Amplifier 14 is used for analog processing of measured acoustical
signals and for suppression of acoustical and other noises. Circuit
22 is used for filtering and impedance matching of processed
signals emitted from amplifier 14 with the light source 8, through
circuit 16.
[0016] A possible modification of phantom power optical microphone
system 2 is shown in FIG. 2, in which circuit 16 is shown to be
composed of one or more resistors 28. In this embodiment, the
output of circuit 20 is connected directly to the input of terminal
18 and resistor input 26, and the output of circuit 22 is connected
directly to the light source 8.
[0017] A further possible embodiment of a phantom power optical
microphone system 2 is shown in FIG. 3, wherein circuit 16 is
constituted by a transistor 30. Accordingly, the output of circuit
20 is connected through capacitor 32 to the base of transistor 30,
which amplifies the output signal of amplifier 12 if the resistor
input 26 requires an increase in input signal power.
[0018] FIG. 4 illustrates details of circuit 20, for matching and
filtering the output signal from amplifier 12 with the input
terminal 18 and resistor input 26. Circuit 20 is composed of
resistors 36, 38 and capacitors 40, 42, 44. Circuit 20 acts as a
filter and, at the same time, effects the matching of output
signals from amplifier 12 with the terminal 18 and resistor input
26.
[0019] A further embodiment of the present invention is shown in
FIG. 5. Here, the circuit 20 (FIG. 1) is replaced by an amplifier
46, the task of which is to amplify the output signal from
amplifier 12 and match it with the input requirements of the
resistor input 26. Contrary to the embodiment of FIG. 3, where the
transistor 30 plays the role of an amplifier but may at the same
time influence the light source 8, in the embodiment of FIG. 5,
amplifier 46 does not influence the light source at all.
[0020] In FIG. 6, the circuit 22 (FIG. 1) is made as a filter 48,
including resistors 50, 52 and capacitors 54, 56. Filter 48 is used
for filtration and matching of the output signal from processing
amplifier 14 with circuit 16. This embodiment is the simplest
realization of circuit 22.
[0021] Referring now to FIG. 7, circuit 22 (FIG. 1) is constituted
by an amplifier 58 that is used for amplification of the output
signal from processing amplifier 14, filtering and matching it with
circuit 16, embodied, e.g., by a resistor 28. This embodiment is
especially effective when there is a need to suppress very strong
acoustical noises, such as those made by trucks, planes, etc.
[0022] A still further embodiment is illustrated in FIG. 8. The
processing amplifier 14 is made as a non-linear or logarithmic
amplifier 60, possessing non-linear amplification for signals in
different frequency and amplitude ranges. One possible use of such
an amplifier is for performing linear amplification of small input
signals and non-linear amplification of large input signals, e.g.,
signals over a pre-set level.

### INFORMATION PROVIDED
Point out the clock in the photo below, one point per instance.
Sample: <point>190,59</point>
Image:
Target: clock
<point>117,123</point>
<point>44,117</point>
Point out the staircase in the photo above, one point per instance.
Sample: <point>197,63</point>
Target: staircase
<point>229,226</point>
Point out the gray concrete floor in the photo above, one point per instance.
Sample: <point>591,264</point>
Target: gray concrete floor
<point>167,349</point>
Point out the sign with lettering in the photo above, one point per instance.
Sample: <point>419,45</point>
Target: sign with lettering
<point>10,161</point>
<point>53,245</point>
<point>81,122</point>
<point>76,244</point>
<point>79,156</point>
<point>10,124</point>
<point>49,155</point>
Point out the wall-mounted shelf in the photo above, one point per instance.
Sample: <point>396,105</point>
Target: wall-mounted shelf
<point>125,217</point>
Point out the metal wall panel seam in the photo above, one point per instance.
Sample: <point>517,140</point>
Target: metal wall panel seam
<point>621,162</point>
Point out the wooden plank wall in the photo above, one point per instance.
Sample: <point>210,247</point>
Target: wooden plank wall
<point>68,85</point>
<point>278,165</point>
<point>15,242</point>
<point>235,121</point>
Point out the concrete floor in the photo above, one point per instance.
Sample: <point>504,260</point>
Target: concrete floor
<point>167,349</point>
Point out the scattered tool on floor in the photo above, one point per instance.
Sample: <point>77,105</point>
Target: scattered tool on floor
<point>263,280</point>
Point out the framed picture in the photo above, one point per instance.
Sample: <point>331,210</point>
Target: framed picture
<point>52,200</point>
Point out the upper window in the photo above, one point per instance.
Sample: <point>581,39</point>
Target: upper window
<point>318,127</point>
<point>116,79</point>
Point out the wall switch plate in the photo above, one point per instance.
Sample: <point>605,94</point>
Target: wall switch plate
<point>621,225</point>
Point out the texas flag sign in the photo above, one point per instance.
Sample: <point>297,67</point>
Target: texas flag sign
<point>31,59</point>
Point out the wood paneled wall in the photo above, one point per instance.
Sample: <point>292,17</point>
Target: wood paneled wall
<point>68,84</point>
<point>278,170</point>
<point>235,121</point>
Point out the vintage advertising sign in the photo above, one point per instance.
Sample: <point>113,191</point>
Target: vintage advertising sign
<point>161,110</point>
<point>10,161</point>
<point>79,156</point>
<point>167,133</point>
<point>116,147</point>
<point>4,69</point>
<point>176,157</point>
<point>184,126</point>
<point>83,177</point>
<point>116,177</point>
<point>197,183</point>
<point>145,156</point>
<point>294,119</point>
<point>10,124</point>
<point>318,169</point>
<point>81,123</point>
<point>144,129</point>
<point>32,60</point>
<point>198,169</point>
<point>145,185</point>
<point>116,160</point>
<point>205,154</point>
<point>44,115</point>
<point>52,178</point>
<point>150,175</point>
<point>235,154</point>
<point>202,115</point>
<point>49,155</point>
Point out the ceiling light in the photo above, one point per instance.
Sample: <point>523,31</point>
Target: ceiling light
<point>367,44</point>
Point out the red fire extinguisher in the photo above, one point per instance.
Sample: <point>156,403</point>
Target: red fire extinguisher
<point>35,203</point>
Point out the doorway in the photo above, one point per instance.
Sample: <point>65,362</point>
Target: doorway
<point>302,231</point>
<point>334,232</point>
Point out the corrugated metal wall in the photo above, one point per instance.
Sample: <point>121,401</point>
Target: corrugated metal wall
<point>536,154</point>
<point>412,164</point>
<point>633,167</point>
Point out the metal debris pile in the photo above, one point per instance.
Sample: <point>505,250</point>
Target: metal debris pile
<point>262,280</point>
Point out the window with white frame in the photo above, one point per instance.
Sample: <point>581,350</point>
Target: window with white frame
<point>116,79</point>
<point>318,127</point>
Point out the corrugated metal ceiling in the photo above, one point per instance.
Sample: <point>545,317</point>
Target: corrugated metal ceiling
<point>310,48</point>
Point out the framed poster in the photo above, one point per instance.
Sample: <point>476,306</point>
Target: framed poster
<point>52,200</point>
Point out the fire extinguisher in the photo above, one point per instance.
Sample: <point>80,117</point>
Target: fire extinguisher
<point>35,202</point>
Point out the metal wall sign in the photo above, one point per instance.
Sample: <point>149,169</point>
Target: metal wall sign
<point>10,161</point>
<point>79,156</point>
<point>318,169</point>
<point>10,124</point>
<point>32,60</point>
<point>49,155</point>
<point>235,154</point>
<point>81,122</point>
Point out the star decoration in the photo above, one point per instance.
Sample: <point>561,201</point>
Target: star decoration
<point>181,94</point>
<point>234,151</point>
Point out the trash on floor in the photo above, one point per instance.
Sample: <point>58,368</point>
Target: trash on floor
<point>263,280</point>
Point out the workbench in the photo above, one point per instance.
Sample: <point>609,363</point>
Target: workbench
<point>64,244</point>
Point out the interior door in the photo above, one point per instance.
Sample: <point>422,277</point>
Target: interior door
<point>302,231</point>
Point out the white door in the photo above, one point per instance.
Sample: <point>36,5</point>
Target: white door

### LIST OF TASKS
[1] Answer these questions from the optical microphone passage:
(a) In FIG. 2, what is circuit 16 composed of?
(b) Which resistors and capacitors make up circuit 20 in FIG. 4?
(c) When is the FIG. 7 embodiment especially effective?
[2] Rewrite the optical microphone passage between "[0021] Referring now" and "a pre-set level.", inclusive, putting "trains" in place of "trucks".
The listing is separate material and not part of the optical microphone passage.

### THE RESULTS
[1]
(a) One or more resistors 28.
(b) Resistors 36 and 38 and capacitors 40, 42, and 44.
(c) When there is a need to suppress very strong acoustical noises, such as those made by trucks, planes, etc.

[2]
[0021] Referring now to FIG. 7, circuit 22 (FIG. 1) is constituted
by an amplifier 58 that is used for amplification of the output
signal from processing amplifier 14, filtering and matching it with
circuit 16, embodied, e.g., by a resistor 28. This embodiment is
especially effective when there is a need to suppress very strong
acoustical noises, such as those made by trains, planes, etc.
[0022] A still further embodiment is illustrated in FIG. 8. The
processing amplifier 14 is made as a non-linear or logarithmic
amplifier 60, possessing non-linear amplification for signals in
different frequency and amplitude ranges. One possible use of such
an amplifier is for performing linear amplification of small input
signals and non-linear amplification of large input signals, e.g.,
signals over a pre-set level.